── DATA TO USE

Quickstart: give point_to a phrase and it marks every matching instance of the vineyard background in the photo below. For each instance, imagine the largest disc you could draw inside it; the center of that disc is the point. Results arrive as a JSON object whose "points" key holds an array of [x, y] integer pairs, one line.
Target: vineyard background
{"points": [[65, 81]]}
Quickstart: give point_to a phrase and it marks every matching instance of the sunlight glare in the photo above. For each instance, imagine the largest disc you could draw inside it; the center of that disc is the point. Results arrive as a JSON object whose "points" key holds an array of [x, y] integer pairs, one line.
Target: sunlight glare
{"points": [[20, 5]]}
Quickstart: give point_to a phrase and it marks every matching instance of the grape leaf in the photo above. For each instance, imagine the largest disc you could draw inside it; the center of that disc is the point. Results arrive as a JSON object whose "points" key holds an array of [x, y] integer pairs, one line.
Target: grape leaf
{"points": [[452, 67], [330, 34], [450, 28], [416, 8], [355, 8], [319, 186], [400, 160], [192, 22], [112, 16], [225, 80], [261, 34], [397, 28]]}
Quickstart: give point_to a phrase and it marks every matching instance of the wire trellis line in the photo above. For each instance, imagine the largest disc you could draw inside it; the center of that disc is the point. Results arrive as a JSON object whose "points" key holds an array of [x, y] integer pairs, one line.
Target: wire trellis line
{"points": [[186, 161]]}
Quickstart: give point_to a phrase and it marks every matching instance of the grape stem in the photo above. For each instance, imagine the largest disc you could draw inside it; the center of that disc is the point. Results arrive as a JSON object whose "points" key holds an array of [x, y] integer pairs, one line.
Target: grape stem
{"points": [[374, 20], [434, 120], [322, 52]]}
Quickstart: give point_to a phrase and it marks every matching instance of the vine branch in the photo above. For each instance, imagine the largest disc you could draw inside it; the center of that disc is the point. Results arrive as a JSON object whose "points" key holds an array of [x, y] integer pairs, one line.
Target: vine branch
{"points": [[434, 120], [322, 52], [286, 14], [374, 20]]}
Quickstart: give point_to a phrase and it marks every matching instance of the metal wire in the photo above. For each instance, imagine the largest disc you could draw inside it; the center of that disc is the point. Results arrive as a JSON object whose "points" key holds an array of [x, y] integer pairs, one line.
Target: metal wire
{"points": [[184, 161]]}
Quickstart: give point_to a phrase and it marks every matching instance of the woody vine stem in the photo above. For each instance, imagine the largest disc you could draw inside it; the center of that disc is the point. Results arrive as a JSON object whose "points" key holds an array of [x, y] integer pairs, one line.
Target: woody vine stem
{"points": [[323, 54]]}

────

DIRECTION: Convert the lines from the one containing "of the metal" through the last line above into a Markdown table with columns Row and Line, numbering each row and omitting blank lines.

COMPLETED EXERCISE:
| Row | Line |
|---|---|
| 1 | Quickstart: give point_to a phrase and it marks every matching instance of the metal wire in the photo above. For each instance, imagine the largest disc you could draw inside it; the center of that disc is the point. Results arrive as a JSON object whose "points" key holds an array of [x, y] integer pairs, one line. |
| 2 | Target: metal wire |
| 3 | {"points": [[184, 161]]} |
| 4 | Quickstart: give point_to a phrase and it marks every matching instance of the woody vine stem in the photo above. For each instance, imagine the largest disc you could draw inside it; the center of that disc is the point. Results arrive as a JSON object whose "points" key holds an array of [x, y] integer pairs, one line. |
| 5 | Target: woody vine stem |
| 6 | {"points": [[323, 54]]} |